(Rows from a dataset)
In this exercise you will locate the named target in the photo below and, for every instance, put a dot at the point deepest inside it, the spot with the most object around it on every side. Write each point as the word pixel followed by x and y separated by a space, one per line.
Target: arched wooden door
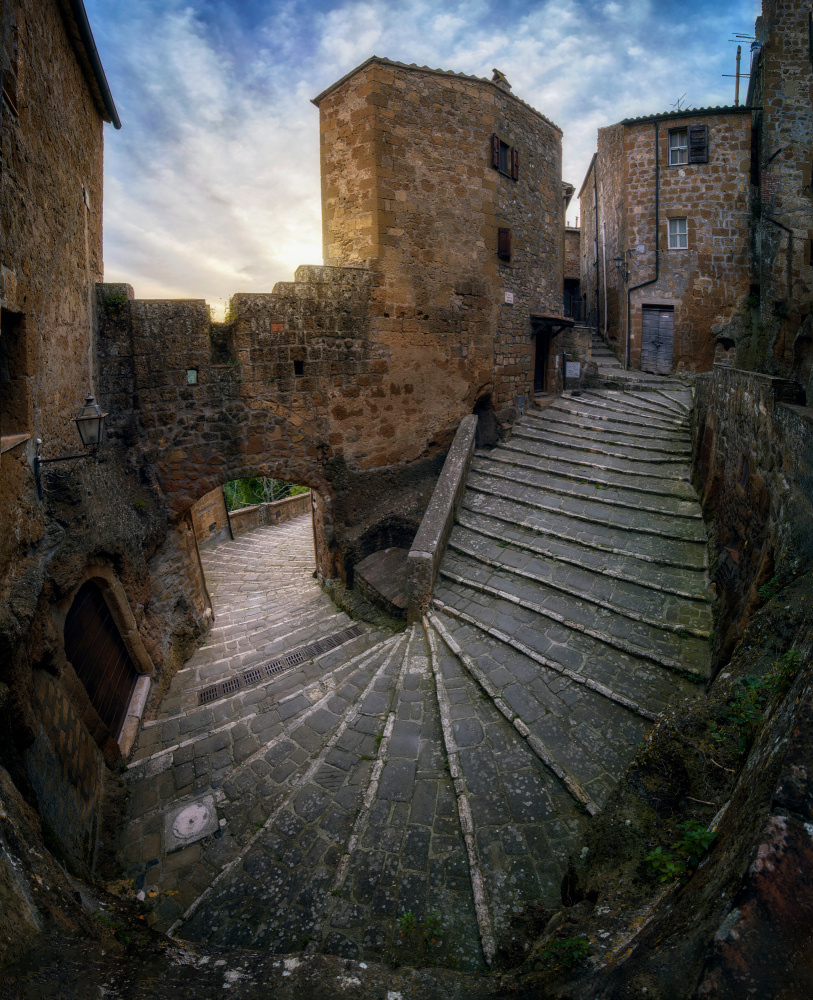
pixel 98 655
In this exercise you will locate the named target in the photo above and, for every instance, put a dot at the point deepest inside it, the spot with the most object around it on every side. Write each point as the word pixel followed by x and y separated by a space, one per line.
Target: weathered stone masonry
pixel 409 190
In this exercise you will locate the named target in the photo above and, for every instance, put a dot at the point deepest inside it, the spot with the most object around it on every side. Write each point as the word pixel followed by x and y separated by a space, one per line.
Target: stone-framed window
pixel 688 145
pixel 504 243
pixel 678 234
pixel 504 158
pixel 678 146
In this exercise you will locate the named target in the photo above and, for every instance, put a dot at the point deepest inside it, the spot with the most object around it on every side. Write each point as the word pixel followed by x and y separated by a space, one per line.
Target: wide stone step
pixel 593 534
pixel 648 404
pixel 645 403
pixel 691 584
pixel 557 420
pixel 677 649
pixel 606 449
pixel 606 463
pixel 519 820
pixel 620 519
pixel 583 406
pixel 285 814
pixel 568 434
pixel 511 461
pixel 667 611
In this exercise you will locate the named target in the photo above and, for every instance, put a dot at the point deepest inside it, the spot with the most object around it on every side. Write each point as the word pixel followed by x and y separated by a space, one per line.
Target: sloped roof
pixel 414 67
pixel 729 109
pixel 81 37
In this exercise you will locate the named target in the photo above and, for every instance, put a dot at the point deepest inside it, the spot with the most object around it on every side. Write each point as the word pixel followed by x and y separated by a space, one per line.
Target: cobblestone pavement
pixel 402 795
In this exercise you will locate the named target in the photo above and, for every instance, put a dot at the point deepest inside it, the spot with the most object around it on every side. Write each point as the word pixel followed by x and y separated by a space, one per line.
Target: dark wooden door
pixel 657 337
pixel 541 361
pixel 99 657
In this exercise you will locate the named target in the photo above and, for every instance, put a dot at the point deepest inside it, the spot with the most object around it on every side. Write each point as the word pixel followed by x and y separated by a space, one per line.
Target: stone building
pixel 779 334
pixel 572 273
pixel 74 550
pixel 448 188
pixel 665 248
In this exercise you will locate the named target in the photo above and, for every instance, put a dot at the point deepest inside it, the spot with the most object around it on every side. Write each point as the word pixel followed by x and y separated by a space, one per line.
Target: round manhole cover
pixel 191 821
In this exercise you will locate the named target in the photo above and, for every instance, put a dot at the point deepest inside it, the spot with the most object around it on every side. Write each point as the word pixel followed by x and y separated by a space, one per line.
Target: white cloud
pixel 212 186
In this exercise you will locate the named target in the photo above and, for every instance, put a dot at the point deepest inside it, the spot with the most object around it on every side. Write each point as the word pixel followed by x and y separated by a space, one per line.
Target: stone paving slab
pixel 402 797
pixel 614 517
pixel 511 461
pixel 546 520
pixel 692 584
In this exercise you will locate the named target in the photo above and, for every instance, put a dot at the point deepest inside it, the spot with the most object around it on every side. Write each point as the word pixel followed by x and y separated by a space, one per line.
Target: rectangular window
pixel 678 234
pixel 698 144
pixel 678 146
pixel 504 158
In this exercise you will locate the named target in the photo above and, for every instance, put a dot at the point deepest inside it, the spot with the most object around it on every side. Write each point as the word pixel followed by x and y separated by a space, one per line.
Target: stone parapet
pixel 430 542
pixel 247 518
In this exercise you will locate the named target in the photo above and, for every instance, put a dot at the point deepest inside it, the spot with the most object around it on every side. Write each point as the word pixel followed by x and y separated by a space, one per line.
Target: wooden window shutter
pixel 504 244
pixel 698 144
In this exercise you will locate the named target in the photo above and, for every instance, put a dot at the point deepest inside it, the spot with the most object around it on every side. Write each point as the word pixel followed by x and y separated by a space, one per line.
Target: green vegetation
pixel 685 853
pixel 568 953
pixel 114 302
pixel 259 489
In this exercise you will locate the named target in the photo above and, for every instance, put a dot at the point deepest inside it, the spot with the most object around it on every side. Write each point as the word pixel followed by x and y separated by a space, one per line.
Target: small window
pixel 698 144
pixel 10 64
pixel 504 244
pixel 678 234
pixel 504 158
pixel 15 388
pixel 678 146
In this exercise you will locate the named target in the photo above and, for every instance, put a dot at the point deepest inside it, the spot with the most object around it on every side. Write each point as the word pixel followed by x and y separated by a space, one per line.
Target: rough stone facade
pixel 706 283
pixel 409 190
pixel 85 527
pixel 753 446
pixel 781 336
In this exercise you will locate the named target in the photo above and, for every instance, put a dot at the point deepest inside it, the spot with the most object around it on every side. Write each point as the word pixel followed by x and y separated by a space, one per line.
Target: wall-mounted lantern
pixel 90 424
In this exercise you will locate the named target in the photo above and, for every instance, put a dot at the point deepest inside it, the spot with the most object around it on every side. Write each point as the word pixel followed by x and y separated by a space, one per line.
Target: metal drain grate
pixel 273 667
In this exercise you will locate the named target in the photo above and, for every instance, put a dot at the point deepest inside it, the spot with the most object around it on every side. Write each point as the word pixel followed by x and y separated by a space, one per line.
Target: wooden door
pixel 98 655
pixel 657 338
pixel 541 361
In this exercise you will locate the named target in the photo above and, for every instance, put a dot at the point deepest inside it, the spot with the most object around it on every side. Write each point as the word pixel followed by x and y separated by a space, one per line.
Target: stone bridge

#### Given exercise
Retype the whole listing, keeping every line identical and omitting all pictures.

#### Correct response
In this exercise you will locate the named target in the photo below and, for every instance, put a dot at the point deepest inside it, the spot with the most object around it on every side. Write each point as the word pixel followed by x and y separated by a space, one per line.
Target: arched wooden door
pixel 98 655
In this exercise you will locate the named target in the photo above and, for every instance, put a dot at the point deepest inside it, the spot with the most object around it on every side. Write each point as the word pixel followed by x and y separated by a space, one per line.
Target: weathered stone masonry
pixel 409 190
In this exercise you will locate the named target in the photo above and, for every instance, put a dot at the point deepest inside it, the spot with the most object around it on every side. Write each point as the word pixel followed by x and y separated by a space, one per line.
Target: stone-framed window
pixel 688 145
pixel 504 243
pixel 678 234
pixel 504 158
pixel 678 146
In this exercise you will locate the named target in the photo above and, for every instance, put a dot at the point deepest inside it, the spot with the most object around it on every side. Write each point as the word pixel followed by x and y separated by a space, one per line.
Target: wide stone step
pixel 593 534
pixel 648 404
pixel 645 403
pixel 691 584
pixel 557 420
pixel 677 649
pixel 606 449
pixel 606 463
pixel 519 820
pixel 620 519
pixel 583 406
pixel 285 814
pixel 568 434
pixel 511 461
pixel 667 611
In this exercise you will locate the named target in the photo above and, for every instance, put a dot at the point deepest inside it, the spot with the most object around it on every side. Write each point as the word pixel followed by x and y separated by a space, one per line.
Target: sloped roof
pixel 414 67
pixel 729 109
pixel 81 37
In this exercise you will locate the named target in the photo above and, for every instance, put a dot at the point deepest inside it, the spot with the most object around it on every side. Write each point as the word pixel followed by x and y separated by a space, one per line.
Target: cobblestone pavement
pixel 402 795
In this exercise you will locate the named target in the photo above and, for every instance, put a dot at the point deepest inside it, the spot with the most object around it on every side. Write each point as the word pixel followed by x and y separated by a space, one per line.
Target: dark wooden door
pixel 657 337
pixel 541 361
pixel 99 657
In this exercise you will locate the named target in the photo above and, for every instance, put a dot at the point deepest inside it, the spot with the most object around it on every side. Write each point as the word pixel followed by x and y separated by a space, one per line.
Target: stone building
pixel 779 334
pixel 572 273
pixel 74 550
pixel 448 188
pixel 665 248
In this exercise you will locate the named target in the photo above and, for every instance, put a dot at the point deepest inside it, the spot with the most object around it on every side. Write each point as the word pixel followed by x and y separated by a space, one per line.
Target: round manhole cover
pixel 191 821
In this exercise you will locate the named target in the photo above and, for every instance, put a dot at the point deepest inside it, the spot with the most object around it on every side. Write each point as the word pixel followed by x and y separated by a space, one per line.
Target: white cloud
pixel 212 186
In this exercise you will locate the named target in the photo above and, for every instance, put a dot at the point deepest inside it, the spot with the most object around it on every side. Write each point as the word pixel followed by x and y separated by a space, one per line.
Target: stone paving slab
pixel 402 797
pixel 614 517
pixel 511 461
pixel 546 520
pixel 692 584
In this exercise you will locate the named target in the photo above and, for every instance, put a dot at the point deepest inside it, the spot with the most object around it on every side. Write each point as the word pixel followed by x and y separated by a space, one per line.
Target: rectangular window
pixel 678 234
pixel 698 144
pixel 678 146
pixel 504 158
In this exercise you will locate the named target in the photo above and, for every instance, put a dot at the point deepest inside it, the spot with the most object around it on every side. Write each point as the word pixel followed by x and y separated by a space, one per line.
Target: stone parapet
pixel 430 542
pixel 247 518
In this exercise you will locate the named target in the photo above and, for every instance, put a dot at the point deepest inside it, the spot with the most object around it on every side. Write each point as the word pixel followed by x and y separated by a space, one per line.
Target: wooden window shutter
pixel 504 244
pixel 698 144
In this exercise you will locate the named target in the photo above and, for every instance, put a dot at the point deepest inside it, the spot with the most object around it on every side. Write each point as the word pixel followed by x and y separated by a space, one per line.
Target: green vegetation
pixel 685 853
pixel 568 953
pixel 114 302
pixel 259 489
In this exercise you will locate the named target in the photo above and, for every instance, put a dot at the point deepest inside it, the spot with the most object around it on every side. Write each point as the word pixel followed by x and y separated by a space, one per line.
Target: small window
pixel 698 144
pixel 10 64
pixel 504 244
pixel 678 234
pixel 504 158
pixel 15 388
pixel 678 146
In this exercise you will locate the named target in the photo above and, for every instance, put a dot at the point deepest inside it, the spot with the most object around it on every side. Write each point as the word pixel followed by x and y separated by a space, one per line.
Target: rough stone facade
pixel 706 283
pixel 409 190
pixel 85 527
pixel 753 446
pixel 781 336
In this exercise you will locate the named target in the photo above and, for every instance, put a dot at the point deepest inside it, the spot with the most object around it on every side. Write each point as the word pixel followed by x and y separated by a space, one per line.
Target: wall-mounted lantern
pixel 90 424
In this exercise you will locate the named target in the photo above and, for every instance, put a dot at the point deepest inside it, the spot with the most object around it on every side. Write each point as the word pixel followed by x and y separated by a space, one per line.
Target: metal drain grate
pixel 273 667
In this exercise you will locate the named target in the photo above and, for every instance, put a dot at the point deepest inside it, the spot with the most object around it on every side. Write each point as the word pixel followed by x and y separated by a space, one per line.
Target: wooden door
pixel 98 655
pixel 657 338
pixel 541 361
In this exercise you will locate the named target in the photo above and, for every instance, put a dot at the point deepest inside it, the spot with the most object around it on every side. Write each point as the word pixel followed by x and y separated by a space, one per line.
Target: stone bridge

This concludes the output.